- Problem statement
Only the number is needed: count the lines below that hold the string "strap".

++++++++++

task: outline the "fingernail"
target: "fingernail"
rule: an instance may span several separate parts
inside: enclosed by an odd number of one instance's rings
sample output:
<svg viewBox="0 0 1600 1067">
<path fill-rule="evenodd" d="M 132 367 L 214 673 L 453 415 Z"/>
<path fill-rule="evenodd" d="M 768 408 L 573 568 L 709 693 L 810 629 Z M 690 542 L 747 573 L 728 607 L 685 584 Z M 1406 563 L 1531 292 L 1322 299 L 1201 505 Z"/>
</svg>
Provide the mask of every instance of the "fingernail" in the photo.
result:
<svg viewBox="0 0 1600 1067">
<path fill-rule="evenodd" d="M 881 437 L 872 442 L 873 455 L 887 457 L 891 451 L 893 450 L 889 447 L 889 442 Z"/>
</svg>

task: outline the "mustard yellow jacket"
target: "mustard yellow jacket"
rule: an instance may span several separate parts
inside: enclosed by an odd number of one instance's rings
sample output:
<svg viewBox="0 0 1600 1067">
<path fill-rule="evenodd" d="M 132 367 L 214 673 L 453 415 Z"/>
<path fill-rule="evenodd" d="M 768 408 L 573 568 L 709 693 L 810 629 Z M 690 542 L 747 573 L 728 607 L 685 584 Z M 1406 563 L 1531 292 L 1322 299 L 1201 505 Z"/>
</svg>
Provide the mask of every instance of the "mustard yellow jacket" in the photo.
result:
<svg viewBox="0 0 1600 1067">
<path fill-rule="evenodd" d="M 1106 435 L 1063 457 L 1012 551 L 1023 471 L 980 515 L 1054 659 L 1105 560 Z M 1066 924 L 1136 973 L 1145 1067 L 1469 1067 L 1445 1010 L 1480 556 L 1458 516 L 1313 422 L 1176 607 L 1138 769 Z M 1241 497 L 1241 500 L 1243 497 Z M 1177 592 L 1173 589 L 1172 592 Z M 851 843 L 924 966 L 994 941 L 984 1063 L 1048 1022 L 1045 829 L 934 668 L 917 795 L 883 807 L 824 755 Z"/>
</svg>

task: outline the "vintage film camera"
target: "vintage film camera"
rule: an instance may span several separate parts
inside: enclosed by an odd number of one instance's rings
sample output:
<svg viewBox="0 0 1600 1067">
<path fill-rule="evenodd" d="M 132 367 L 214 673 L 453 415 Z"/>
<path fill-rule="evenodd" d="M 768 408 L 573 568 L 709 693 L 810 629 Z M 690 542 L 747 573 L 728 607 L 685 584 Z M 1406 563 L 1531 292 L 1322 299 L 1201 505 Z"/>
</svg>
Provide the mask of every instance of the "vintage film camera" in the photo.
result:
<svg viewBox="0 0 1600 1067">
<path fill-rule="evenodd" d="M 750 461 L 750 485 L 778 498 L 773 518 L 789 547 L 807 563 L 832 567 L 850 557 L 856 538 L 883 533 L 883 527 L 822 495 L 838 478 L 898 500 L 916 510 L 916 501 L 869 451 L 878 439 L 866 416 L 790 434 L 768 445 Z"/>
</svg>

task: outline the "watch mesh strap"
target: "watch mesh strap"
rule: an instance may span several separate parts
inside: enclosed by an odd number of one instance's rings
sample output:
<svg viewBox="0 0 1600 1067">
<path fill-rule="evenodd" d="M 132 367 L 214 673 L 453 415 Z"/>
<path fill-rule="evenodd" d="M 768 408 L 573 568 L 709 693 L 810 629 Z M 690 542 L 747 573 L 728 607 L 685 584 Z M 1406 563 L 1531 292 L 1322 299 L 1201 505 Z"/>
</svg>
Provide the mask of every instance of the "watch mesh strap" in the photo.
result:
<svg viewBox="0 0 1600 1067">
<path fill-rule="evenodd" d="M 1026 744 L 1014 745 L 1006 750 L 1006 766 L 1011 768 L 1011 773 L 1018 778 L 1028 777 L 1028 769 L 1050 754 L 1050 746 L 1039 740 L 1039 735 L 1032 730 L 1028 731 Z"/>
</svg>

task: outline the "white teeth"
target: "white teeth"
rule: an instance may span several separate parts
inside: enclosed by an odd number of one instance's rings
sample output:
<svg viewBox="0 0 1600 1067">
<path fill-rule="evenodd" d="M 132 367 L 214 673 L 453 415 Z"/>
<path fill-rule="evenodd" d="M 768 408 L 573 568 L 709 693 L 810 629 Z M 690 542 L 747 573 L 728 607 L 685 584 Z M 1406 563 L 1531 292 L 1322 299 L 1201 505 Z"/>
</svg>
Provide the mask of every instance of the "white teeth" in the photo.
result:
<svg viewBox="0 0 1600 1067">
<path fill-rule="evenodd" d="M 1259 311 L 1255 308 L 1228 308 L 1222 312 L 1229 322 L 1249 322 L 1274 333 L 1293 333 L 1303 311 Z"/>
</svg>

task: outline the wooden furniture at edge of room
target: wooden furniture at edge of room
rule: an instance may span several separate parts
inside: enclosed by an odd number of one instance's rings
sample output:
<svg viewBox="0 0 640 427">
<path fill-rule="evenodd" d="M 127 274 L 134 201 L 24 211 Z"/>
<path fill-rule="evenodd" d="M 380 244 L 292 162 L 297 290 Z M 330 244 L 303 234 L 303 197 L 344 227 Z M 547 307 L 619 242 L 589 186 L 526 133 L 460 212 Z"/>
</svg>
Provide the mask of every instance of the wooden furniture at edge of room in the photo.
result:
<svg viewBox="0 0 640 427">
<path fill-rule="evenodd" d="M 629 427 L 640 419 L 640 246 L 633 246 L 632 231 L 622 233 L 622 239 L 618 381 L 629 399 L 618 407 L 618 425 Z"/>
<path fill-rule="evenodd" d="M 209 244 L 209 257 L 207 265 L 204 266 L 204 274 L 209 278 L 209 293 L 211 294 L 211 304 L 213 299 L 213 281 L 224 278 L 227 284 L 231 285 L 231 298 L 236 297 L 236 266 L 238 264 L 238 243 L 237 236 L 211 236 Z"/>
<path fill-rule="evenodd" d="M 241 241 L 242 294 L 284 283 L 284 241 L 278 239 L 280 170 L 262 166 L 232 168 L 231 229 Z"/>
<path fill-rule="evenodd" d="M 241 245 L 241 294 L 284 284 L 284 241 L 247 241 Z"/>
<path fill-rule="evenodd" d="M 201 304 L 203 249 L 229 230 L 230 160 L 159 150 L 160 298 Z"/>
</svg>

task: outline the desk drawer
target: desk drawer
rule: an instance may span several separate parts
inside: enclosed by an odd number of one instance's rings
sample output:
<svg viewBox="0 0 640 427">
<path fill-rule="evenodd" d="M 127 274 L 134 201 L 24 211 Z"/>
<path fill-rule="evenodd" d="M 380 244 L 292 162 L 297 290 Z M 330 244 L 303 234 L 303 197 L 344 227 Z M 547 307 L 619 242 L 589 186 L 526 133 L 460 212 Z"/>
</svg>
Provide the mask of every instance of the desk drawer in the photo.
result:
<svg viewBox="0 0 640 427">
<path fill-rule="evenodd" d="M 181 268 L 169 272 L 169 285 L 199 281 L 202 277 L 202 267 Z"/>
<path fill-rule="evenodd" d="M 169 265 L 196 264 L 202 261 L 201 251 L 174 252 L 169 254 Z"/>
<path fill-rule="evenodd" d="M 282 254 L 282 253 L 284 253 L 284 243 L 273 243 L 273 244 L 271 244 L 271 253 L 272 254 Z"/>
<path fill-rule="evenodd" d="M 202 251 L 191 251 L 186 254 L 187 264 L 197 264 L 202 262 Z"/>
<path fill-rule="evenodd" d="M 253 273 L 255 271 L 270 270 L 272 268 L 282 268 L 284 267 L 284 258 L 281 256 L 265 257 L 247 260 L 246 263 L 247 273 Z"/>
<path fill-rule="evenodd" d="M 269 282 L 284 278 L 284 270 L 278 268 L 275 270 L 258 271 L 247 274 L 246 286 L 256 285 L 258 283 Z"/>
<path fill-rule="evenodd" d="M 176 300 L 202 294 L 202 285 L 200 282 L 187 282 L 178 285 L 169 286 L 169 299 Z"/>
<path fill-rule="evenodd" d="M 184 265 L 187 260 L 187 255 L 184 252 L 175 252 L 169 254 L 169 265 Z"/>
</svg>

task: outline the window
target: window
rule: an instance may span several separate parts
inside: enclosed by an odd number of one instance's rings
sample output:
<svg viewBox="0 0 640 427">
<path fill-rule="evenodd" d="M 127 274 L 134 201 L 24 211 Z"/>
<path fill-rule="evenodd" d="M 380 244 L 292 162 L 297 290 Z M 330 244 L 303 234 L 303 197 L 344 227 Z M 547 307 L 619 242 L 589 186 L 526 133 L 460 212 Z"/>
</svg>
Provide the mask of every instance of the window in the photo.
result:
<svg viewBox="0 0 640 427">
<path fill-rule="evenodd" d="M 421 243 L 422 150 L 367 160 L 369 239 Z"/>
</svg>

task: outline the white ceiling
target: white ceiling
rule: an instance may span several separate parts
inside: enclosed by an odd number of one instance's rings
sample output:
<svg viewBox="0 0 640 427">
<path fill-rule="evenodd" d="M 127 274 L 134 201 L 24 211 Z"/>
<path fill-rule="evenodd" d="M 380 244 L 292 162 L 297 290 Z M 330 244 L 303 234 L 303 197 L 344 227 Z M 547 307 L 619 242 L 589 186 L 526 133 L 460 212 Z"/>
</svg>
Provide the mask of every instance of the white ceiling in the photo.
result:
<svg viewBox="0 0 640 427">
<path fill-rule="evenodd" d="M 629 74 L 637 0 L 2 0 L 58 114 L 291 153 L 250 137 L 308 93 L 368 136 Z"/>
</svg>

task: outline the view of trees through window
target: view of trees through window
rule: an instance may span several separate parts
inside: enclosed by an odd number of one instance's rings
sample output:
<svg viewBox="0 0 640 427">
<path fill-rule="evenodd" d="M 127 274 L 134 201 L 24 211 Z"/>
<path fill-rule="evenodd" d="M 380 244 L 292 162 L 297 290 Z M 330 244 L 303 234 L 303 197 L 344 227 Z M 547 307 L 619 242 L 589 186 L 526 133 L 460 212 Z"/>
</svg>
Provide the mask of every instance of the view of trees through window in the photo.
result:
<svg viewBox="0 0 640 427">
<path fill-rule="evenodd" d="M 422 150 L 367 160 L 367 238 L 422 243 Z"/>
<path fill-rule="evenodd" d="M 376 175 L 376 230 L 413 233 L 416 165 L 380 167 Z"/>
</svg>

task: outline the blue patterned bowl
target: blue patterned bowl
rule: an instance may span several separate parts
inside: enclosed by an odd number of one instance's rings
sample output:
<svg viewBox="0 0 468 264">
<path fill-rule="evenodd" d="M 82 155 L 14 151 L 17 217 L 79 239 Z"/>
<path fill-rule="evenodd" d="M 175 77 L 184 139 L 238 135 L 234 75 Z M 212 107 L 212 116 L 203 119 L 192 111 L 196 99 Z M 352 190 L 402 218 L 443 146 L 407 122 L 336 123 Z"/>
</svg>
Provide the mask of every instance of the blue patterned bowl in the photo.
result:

++++++++++

- The answer
3